#### [Extracted text]

* BEGIN *

Into Africa. /Orange had a population density equal to Tokyo and we longed to leave.  Wayne applied for and received four offers to teach in universities in Africa. He chose the University of Zambia, in Lusaka,  Zambia, Central Africa.  Bri, almost two years old, and Lise, at three years, three months, began their life in Africa in 1973.1  We loved Zambia.  Wayne and I did research on an aquatic antelope, the Kafue lechwe. Wayne taught botany and ecology.  I taught labs.  We accumulated animals, dogs, cats, goats2, a monkey, ducks, chickens and a chameleon in the living room. We made many great friends. We spent hours collecting plants in the bush.3

The war for Zimbabwe independence was having its impact and food shortages increased.  When frustrated, write a limerick. I posted in our loo... "Essential commodities are such oddities, as sugar, flour and tea. But, the item most crucial, of import abolutional, is that vital substance, T.P." It had no effect.

* END *

#### [Data provided]
* BEGIN *

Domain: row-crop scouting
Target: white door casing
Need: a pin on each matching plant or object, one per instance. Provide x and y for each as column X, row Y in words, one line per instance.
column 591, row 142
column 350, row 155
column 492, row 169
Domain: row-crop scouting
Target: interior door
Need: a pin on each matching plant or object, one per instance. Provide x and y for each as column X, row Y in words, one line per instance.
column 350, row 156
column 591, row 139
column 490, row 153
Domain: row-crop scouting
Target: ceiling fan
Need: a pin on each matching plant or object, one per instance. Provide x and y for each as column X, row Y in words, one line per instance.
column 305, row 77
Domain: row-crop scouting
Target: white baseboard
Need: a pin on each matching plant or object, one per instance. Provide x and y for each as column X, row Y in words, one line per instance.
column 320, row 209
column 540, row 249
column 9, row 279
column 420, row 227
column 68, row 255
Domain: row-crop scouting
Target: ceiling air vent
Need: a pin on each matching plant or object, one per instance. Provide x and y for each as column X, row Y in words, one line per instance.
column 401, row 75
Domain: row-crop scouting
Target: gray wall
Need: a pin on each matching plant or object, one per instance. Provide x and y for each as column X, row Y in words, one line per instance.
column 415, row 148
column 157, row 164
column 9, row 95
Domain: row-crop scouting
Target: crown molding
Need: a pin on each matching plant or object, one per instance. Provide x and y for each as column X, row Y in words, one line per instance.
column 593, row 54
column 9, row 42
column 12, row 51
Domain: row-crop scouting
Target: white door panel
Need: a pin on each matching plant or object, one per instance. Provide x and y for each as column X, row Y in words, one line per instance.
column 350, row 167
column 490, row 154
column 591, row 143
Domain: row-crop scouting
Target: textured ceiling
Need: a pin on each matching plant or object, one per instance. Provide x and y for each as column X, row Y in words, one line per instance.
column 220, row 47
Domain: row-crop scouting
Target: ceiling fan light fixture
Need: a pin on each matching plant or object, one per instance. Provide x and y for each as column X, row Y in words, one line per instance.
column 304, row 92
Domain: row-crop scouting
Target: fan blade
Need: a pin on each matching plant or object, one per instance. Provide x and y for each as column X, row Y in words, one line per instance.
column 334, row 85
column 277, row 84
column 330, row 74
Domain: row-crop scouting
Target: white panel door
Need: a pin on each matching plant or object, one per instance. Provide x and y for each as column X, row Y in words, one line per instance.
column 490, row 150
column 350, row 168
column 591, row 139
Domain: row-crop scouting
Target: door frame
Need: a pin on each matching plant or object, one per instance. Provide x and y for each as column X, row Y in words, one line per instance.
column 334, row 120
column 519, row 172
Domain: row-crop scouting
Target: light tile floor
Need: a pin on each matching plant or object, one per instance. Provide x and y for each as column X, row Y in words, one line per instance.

* END *

#### [Aim 1]
In the memoir excerpt about moving to Africa, which animal did Wayne and the narrator research in Zambia?
#### [Aim 2]
Substitute "Category" for every "Domain" in the part of the records that opens with their first line and closes with the line containing "column 304, row 92", then give back only that part, with nothing else altered.

#### [Finished answer 1]
They researched an aquatic antelope, the Kafue lechwe.

#### [Finished answer 2]
Category: row-crop scouting
Target: white door casing
Need: a pin on each matching plant or object, one per instance. Provide x and y for each as column X, row Y in words, one line per instance.
column 591, row 142
column 350, row 155
column 492, row 169
Category: row-crop scouting
Target: interior door
Need: a pin on each matching plant or object, one per instance. Provide x and y for each as column X, row Y in words, one line per instance.
column 350, row 156
column 591, row 139
column 490, row 153
Category: row-crop scouting
Target: ceiling fan
Need: a pin on each matching plant or object, one per instance. Provide x and y for each as column X, row Y in words, one line per instance.
column 305, row 77
Category: row-crop scouting
Target: white baseboard
Need: a pin on each matching plant or object, one per instance. Provide x and y for each as column X, row Y in words, one line per instance.
column 320, row 209
column 540, row 249
column 9, row 279
column 420, row 227
column 68, row 255
Category: row-crop scouting
Target: ceiling air vent
Need: a pin on each matching plant or object, one per instance. Provide x and y for each as column X, row Y in words, one line per instance.
column 401, row 75
Category: row-crop scouting
Target: gray wall
Need: a pin on each matching plant or object, one per instance. Provide x and y for each as column X, row Y in words, one line per instance.
column 415, row 148
column 157, row 164
column 9, row 95
Category: row-crop scouting
Target: crown molding
Need: a pin on each matching plant or object, one per instance. Provide x and y for each as column X, row Y in words, one line per instance.
column 593, row 54
column 9, row 42
column 12, row 51
Category: row-crop scouting
Target: white door panel
Need: a pin on each matching plant or object, one per instance. Provide x and y for each as column X, row Y in words, one line per instance.
column 350, row 167
column 490, row 154
column 591, row 143
Category: row-crop scouting
Target: textured ceiling
Need: a pin on each matching plant or object, one per instance. Provide x and y for each as column X, row Y in words, one line per instance.
column 220, row 47
Category: row-crop scouting
Target: ceiling fan light fixture
Need: a pin on each matching plant or object, one per instance. Provide x and y for each as column X, row Y in words, one line per instance.
column 304, row 92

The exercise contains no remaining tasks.